To do:
Copy out the material below, everything from the line containing "One dot marks each instance of the arched" down to the line containing "[(739, 618)]", switching "tuples" to "pairs" and keeping all else unchanged.

[Position annotation records]
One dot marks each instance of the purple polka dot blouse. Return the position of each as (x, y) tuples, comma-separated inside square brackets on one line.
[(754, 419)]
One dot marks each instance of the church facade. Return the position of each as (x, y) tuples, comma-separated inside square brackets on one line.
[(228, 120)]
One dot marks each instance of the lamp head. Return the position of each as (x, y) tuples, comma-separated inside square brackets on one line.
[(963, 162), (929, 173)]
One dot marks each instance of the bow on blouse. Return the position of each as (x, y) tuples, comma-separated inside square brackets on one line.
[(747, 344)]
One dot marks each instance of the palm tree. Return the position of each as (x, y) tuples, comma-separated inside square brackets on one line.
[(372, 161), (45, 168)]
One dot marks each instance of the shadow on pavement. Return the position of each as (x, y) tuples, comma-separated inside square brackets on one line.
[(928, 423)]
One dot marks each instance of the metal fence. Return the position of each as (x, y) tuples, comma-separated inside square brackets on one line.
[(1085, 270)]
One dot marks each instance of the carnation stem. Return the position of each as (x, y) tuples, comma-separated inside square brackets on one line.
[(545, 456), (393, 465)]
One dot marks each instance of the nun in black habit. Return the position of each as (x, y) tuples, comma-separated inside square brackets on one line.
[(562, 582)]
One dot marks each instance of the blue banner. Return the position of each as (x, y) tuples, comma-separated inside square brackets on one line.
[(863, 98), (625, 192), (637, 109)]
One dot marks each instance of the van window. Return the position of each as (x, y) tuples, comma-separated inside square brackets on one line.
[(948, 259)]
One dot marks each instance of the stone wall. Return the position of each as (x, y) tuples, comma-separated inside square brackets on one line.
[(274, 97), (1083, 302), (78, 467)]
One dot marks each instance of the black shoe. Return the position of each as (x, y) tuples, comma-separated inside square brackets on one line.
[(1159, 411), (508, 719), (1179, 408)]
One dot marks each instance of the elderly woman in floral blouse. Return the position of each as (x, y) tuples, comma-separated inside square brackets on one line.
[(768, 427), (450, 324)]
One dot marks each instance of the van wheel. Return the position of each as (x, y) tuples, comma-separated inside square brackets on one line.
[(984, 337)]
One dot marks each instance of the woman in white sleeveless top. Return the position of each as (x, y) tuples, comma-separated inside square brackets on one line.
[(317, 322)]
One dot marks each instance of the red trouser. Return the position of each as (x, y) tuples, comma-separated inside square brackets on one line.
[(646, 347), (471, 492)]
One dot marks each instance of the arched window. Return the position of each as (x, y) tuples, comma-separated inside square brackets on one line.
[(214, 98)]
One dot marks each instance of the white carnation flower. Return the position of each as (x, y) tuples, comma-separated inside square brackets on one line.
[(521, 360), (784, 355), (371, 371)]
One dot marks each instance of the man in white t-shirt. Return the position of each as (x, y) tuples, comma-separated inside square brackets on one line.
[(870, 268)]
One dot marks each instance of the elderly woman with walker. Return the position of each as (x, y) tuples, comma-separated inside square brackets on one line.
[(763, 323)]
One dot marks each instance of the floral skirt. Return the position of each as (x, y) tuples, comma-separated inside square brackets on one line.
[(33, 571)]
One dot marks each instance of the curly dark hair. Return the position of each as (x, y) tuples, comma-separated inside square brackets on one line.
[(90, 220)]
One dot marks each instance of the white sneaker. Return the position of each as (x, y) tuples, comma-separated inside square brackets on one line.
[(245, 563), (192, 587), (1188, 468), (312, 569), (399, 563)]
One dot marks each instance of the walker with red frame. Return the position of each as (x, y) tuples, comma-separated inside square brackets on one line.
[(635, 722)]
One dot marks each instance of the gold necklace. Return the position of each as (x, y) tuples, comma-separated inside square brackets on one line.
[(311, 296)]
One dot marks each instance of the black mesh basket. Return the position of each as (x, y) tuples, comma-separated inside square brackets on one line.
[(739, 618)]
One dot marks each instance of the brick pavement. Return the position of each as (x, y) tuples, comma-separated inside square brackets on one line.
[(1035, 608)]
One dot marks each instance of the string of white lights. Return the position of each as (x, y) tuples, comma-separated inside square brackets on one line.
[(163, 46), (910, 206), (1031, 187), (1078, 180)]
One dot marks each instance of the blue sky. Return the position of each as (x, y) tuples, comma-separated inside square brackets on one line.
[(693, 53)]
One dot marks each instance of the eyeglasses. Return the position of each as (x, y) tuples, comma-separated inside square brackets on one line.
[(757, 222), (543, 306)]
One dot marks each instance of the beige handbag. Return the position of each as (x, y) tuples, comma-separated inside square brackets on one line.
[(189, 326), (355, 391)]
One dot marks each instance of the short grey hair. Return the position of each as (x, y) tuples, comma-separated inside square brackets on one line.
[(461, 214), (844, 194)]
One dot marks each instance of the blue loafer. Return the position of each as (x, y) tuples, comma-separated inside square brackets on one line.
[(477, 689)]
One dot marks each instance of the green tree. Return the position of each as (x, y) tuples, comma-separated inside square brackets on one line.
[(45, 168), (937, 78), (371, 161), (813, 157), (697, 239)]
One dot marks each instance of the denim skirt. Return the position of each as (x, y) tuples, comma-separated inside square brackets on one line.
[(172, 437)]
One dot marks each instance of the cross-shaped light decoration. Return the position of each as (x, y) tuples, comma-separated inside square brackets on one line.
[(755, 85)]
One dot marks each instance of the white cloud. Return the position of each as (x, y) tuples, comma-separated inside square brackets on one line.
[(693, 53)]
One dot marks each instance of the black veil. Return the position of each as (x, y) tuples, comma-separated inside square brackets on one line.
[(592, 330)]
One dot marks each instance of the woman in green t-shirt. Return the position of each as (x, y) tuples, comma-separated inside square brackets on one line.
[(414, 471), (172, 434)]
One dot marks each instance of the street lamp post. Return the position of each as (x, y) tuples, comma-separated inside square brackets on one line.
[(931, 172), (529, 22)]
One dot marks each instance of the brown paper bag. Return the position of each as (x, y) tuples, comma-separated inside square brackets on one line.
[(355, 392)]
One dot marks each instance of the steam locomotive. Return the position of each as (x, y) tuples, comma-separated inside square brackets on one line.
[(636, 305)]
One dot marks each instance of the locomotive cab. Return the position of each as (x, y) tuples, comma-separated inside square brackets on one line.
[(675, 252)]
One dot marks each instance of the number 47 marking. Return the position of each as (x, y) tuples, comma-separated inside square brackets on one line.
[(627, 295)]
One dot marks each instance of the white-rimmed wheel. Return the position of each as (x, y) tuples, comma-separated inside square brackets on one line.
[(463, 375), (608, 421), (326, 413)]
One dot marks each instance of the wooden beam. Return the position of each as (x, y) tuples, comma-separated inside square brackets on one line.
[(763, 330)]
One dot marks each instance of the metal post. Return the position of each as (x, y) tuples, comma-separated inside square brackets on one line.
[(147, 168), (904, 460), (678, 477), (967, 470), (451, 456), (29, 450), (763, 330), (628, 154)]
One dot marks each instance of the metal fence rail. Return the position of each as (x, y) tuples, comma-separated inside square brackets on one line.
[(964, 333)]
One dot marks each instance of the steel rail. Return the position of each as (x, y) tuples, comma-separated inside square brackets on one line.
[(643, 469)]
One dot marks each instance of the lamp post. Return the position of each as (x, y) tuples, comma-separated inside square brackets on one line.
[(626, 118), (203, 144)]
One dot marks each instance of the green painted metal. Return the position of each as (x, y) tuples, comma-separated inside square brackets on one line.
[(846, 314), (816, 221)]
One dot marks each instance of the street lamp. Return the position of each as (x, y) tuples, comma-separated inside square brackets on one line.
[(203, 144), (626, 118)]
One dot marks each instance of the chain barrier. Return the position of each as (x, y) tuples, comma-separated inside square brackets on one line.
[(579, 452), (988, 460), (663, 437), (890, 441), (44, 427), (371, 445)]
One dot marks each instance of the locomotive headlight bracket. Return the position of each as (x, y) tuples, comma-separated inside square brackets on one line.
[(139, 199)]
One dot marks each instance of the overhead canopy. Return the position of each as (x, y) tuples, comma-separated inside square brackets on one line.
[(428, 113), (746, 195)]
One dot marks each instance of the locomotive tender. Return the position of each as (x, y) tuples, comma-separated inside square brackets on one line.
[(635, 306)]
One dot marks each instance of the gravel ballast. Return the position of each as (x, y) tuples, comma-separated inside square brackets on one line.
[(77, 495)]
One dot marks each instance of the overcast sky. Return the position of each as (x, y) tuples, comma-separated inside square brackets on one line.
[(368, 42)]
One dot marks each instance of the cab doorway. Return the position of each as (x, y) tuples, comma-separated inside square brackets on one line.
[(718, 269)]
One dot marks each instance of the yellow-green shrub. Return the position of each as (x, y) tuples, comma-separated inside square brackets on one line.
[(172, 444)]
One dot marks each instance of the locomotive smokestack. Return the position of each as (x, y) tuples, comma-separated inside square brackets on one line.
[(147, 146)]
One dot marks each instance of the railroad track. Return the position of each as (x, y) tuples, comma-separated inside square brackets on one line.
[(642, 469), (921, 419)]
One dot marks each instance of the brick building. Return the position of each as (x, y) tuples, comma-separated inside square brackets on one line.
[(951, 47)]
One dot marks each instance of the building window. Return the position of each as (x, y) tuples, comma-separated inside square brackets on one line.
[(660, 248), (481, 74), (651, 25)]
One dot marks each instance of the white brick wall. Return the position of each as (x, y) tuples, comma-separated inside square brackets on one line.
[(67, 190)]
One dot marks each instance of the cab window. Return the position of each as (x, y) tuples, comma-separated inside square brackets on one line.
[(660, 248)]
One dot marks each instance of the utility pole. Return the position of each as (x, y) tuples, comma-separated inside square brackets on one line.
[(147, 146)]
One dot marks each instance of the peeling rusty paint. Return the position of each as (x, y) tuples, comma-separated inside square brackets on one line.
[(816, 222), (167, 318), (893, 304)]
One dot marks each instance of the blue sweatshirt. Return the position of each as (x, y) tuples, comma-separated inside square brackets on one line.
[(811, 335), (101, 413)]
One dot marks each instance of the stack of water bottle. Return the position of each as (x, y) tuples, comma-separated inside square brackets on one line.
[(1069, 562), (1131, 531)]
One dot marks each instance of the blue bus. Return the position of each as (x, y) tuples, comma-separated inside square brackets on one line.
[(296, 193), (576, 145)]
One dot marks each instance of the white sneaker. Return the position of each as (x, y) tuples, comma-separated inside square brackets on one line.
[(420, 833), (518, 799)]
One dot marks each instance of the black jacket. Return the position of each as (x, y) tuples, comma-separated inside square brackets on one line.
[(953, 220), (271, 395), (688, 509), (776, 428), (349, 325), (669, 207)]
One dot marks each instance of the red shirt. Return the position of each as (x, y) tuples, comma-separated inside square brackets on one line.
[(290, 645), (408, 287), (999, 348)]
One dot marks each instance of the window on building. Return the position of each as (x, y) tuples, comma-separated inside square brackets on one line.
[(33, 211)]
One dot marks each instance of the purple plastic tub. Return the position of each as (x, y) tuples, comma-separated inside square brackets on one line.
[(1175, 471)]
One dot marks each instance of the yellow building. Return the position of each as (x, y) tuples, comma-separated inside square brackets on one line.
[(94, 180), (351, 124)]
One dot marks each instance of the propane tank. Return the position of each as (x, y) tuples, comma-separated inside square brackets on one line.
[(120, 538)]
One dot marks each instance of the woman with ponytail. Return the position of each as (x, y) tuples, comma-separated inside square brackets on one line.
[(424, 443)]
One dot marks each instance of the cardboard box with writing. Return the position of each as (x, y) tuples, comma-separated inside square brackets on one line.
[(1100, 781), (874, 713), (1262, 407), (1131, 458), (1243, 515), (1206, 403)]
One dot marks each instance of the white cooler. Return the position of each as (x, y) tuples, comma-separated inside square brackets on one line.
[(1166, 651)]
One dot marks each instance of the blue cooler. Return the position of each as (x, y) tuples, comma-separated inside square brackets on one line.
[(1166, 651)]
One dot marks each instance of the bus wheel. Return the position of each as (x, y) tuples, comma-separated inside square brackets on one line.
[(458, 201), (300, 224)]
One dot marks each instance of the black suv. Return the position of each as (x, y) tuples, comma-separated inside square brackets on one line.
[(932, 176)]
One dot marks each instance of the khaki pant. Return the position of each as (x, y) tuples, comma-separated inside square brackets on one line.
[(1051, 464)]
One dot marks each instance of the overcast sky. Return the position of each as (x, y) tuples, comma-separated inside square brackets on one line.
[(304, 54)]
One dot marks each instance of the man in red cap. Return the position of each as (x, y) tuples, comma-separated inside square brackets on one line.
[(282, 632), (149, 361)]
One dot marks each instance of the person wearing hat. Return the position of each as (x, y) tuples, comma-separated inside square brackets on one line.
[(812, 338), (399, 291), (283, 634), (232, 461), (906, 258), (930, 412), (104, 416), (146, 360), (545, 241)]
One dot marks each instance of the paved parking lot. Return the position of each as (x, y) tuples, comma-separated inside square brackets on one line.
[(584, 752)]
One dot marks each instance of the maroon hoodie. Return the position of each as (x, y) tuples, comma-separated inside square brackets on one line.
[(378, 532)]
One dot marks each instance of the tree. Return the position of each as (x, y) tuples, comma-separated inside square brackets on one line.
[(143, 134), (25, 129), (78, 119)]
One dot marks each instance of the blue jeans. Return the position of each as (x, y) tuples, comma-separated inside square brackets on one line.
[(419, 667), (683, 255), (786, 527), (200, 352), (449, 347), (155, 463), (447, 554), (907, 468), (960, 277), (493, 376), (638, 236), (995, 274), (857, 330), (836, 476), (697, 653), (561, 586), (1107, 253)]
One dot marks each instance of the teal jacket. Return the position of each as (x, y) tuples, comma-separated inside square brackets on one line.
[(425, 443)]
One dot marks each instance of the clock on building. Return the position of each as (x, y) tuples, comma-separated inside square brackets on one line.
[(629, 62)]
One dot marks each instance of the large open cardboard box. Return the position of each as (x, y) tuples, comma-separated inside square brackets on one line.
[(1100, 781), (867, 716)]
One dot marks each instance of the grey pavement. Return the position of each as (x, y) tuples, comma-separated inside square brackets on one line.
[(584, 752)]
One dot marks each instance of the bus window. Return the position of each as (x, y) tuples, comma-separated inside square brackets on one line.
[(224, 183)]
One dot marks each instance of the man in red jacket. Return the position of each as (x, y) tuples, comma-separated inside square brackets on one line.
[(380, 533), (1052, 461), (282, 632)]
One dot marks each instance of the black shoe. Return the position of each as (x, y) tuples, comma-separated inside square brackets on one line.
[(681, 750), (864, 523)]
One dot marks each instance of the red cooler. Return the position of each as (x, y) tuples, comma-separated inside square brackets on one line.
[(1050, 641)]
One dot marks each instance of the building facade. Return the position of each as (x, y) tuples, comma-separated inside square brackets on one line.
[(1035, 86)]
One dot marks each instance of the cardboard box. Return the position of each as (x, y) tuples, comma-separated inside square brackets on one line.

Exercise output:
One dot marks each instance of the arched window. Return the position of each as (x, y) pairs, comma-separated inside square brackets on one line.
[(214, 98)]
One dot marks each instance of the white carnation flower. Return the position of each as (x, y) pairs, comma-separated inside square brackets on one line.
[(521, 360), (784, 355), (371, 371)]
One dot marks each instance of the man in white t-shirt. Return the position of each as (x, y) pairs, comma-separated inside square brackets on one line.
[(870, 268)]
One dot marks each instance of the elderly woman with walker. Return the position of each as (x, y) pairs, comma-separated inside square brackets on one line.
[(763, 323)]
One dot marks each instance of the floral skirt. Return the position of each as (x, y) pairs, comma-separated inside square brackets on one line.
[(33, 571)]
One dot marks each instance of the curly dark hair. Return the position of each as (x, y) pairs, comma-separated inside square brackets on one line.
[(90, 220)]
One dot marks each instance of the white sneaker. Return the position of each as (x, y) pairs, comma-separated inside square brackets on one line.
[(245, 563), (192, 587), (1188, 468), (312, 569), (399, 563)]
One dot marks each instance of the walker with red frame. Return the position of each as (x, y) pairs, comma-separated inside square brackets on one line.
[(635, 722)]
One dot marks each instance of the gold necklace. Return the position of each as (x, y) pairs, comma-separated inside square brackets on one line.
[(311, 296)]
One dot marks each instance of the black mesh basket. Return the position of each as (x, y) pairs, comma-separated inside square brackets on one line.
[(739, 618)]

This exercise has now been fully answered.